How many rows below contain the string "container" with matching case? Give only the number.

═════ Material for this exercise ═════

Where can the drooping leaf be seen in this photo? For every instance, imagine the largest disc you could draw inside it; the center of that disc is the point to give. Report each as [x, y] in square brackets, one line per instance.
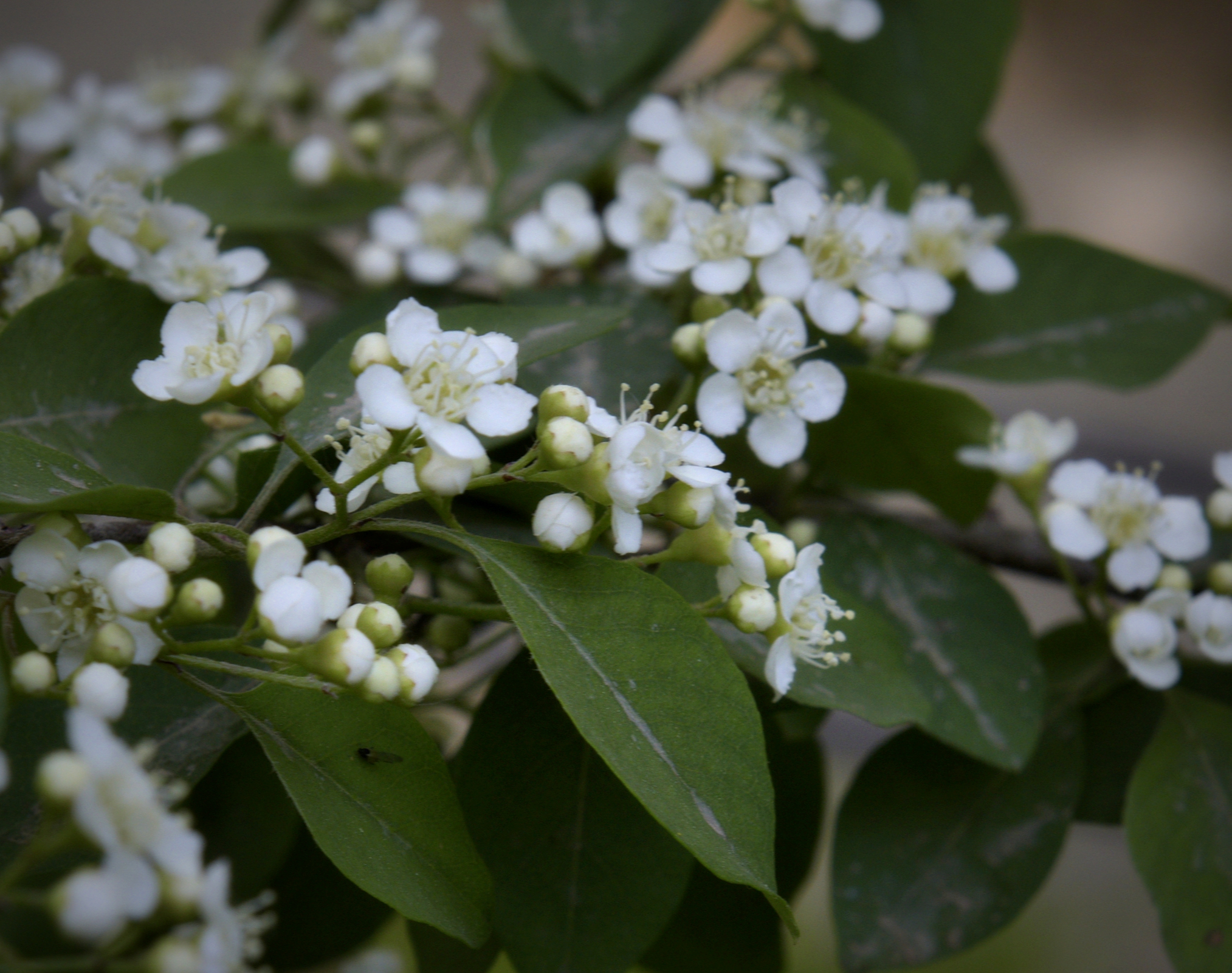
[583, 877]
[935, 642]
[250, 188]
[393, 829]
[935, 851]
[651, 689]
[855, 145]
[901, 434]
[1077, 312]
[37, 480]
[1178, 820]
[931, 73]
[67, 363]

═════
═════ Material for this exercise ═════

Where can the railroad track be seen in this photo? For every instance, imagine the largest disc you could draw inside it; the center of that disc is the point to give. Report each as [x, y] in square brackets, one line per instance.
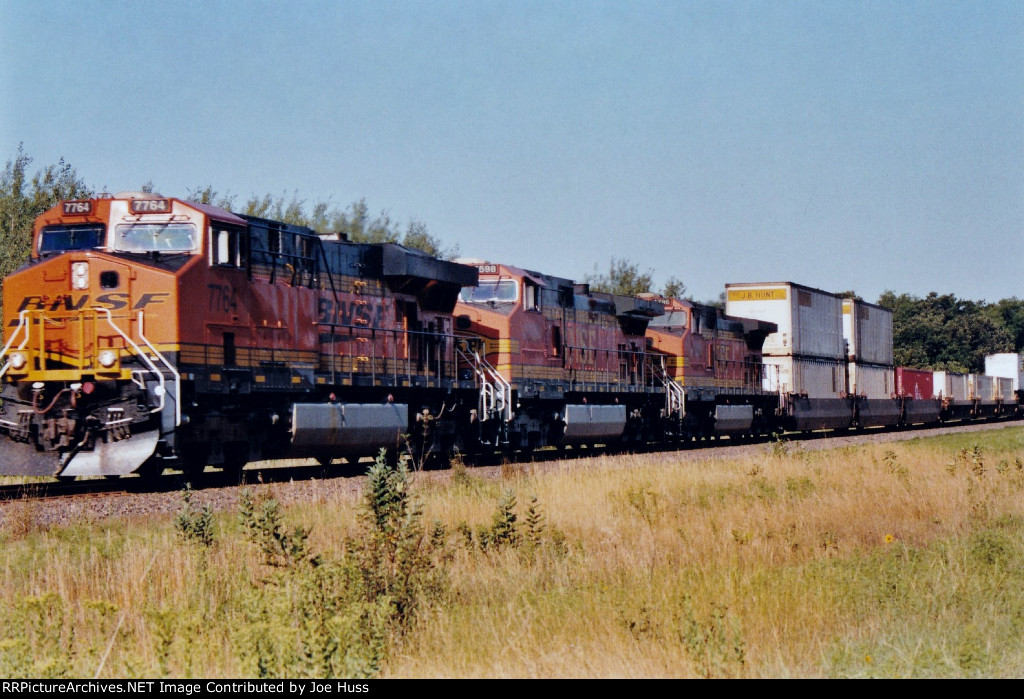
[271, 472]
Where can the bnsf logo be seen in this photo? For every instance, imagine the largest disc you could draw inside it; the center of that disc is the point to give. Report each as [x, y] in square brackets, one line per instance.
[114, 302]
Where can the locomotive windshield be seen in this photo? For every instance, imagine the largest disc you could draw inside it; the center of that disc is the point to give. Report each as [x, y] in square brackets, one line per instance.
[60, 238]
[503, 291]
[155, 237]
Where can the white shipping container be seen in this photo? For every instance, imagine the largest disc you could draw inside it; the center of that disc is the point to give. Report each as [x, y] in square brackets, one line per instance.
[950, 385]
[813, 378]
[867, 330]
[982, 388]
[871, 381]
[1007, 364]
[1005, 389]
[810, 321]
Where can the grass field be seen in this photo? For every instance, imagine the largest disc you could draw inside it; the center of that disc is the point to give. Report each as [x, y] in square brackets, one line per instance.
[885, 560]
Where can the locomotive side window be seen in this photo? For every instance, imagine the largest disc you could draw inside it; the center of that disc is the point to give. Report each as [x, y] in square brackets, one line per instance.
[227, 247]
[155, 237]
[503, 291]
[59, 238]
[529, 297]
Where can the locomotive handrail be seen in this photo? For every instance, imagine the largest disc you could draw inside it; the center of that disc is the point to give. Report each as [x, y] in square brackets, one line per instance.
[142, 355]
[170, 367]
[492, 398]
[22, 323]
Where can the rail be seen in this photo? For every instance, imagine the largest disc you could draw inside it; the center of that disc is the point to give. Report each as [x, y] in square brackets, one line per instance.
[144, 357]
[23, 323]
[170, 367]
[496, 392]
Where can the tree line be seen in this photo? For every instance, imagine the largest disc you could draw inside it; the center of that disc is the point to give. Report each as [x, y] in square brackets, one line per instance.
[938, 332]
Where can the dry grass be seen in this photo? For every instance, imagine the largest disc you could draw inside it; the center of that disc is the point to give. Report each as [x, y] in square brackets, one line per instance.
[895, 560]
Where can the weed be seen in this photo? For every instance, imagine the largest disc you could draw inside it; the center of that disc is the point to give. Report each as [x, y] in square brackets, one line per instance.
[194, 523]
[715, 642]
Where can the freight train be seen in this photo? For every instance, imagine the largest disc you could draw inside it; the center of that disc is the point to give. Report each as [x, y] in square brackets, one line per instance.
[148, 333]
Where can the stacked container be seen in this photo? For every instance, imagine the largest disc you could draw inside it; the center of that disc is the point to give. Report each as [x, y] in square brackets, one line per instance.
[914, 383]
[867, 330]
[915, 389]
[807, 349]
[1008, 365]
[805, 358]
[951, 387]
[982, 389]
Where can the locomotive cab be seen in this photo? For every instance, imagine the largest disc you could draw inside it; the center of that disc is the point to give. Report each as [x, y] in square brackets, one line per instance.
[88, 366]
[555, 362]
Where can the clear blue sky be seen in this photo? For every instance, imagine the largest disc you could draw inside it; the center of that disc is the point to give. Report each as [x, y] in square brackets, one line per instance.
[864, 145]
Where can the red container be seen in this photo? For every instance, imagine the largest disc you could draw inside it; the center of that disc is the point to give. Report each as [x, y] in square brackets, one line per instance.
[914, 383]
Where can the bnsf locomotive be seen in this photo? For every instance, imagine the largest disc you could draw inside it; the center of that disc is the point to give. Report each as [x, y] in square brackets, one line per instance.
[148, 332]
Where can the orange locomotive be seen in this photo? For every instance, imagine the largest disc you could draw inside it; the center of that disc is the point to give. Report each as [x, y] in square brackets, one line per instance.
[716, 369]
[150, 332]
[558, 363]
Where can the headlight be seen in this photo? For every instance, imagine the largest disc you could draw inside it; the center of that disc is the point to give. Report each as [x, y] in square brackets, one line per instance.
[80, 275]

═════

Result for this exercise = 3